Task requirements
Which lines below contain the string "player"? Pick out each one and copy it.

Data records
•••
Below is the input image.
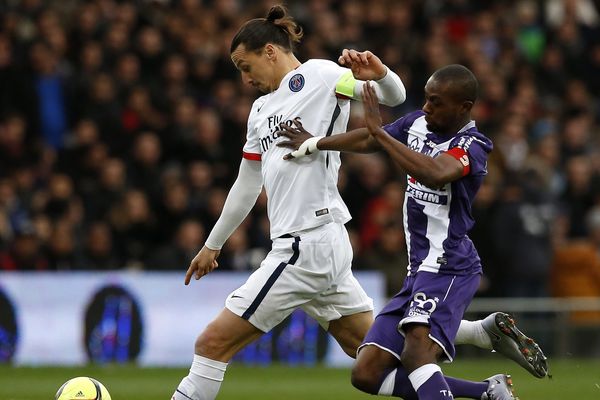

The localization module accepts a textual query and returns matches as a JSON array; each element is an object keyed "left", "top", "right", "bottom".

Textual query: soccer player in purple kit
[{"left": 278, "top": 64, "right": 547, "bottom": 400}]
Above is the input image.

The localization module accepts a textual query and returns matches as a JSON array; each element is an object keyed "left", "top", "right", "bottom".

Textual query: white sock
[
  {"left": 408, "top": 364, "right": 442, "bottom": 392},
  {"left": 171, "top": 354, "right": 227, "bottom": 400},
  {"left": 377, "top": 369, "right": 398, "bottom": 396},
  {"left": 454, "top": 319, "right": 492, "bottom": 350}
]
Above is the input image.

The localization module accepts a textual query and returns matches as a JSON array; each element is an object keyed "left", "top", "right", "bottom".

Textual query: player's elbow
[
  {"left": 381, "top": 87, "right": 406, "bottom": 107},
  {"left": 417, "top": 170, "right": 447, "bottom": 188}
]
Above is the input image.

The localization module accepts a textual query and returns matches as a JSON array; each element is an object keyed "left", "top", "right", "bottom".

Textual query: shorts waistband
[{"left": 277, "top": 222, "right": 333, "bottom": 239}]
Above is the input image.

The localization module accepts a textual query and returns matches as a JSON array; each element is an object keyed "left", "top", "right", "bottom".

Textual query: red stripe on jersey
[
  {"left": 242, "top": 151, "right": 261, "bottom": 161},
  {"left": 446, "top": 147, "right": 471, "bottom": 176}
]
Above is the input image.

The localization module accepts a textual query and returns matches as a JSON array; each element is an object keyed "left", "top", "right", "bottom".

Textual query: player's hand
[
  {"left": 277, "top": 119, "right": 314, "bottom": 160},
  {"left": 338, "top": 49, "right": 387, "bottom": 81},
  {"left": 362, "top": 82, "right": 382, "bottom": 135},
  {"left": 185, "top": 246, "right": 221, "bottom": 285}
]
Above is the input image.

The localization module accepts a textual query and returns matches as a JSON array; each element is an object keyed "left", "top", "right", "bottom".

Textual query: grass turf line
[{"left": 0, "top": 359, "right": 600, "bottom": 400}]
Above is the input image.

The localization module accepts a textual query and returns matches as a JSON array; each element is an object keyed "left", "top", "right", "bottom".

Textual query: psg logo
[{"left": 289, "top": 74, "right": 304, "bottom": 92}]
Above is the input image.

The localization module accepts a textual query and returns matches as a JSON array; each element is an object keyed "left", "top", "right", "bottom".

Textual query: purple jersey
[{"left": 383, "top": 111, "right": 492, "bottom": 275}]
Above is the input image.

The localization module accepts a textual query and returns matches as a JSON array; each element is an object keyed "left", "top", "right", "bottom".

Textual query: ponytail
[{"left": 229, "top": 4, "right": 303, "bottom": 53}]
•••
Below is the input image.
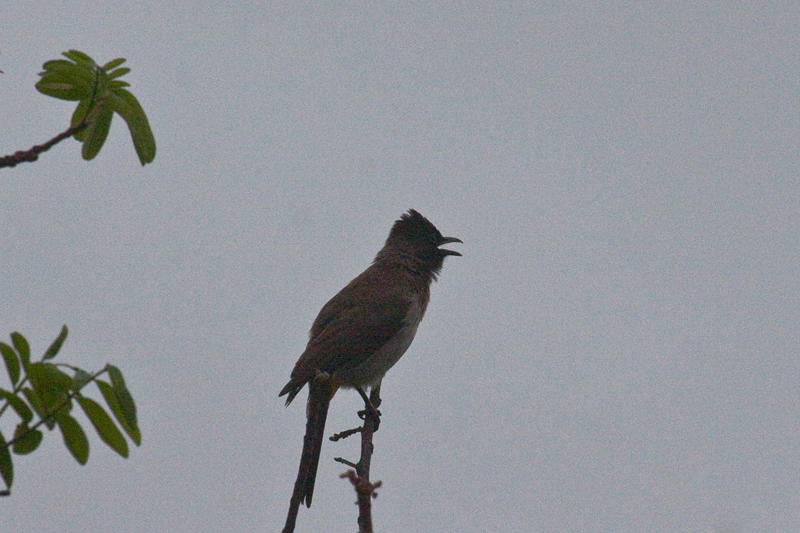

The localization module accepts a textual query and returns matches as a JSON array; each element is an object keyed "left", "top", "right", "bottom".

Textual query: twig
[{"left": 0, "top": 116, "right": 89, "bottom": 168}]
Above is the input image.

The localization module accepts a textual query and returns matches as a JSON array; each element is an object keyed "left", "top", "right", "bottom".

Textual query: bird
•••
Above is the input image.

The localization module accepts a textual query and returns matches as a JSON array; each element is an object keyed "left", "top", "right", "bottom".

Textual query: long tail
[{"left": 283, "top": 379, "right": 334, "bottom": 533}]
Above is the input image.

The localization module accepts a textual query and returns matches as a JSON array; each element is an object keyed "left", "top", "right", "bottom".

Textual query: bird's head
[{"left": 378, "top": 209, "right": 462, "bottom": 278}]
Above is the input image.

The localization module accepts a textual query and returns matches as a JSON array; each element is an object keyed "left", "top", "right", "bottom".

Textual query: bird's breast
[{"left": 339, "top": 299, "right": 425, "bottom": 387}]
•••
Answer to this exercise
Textual query: soccer player in purple kit
Textual query: player's elbow
Textual query: player's hand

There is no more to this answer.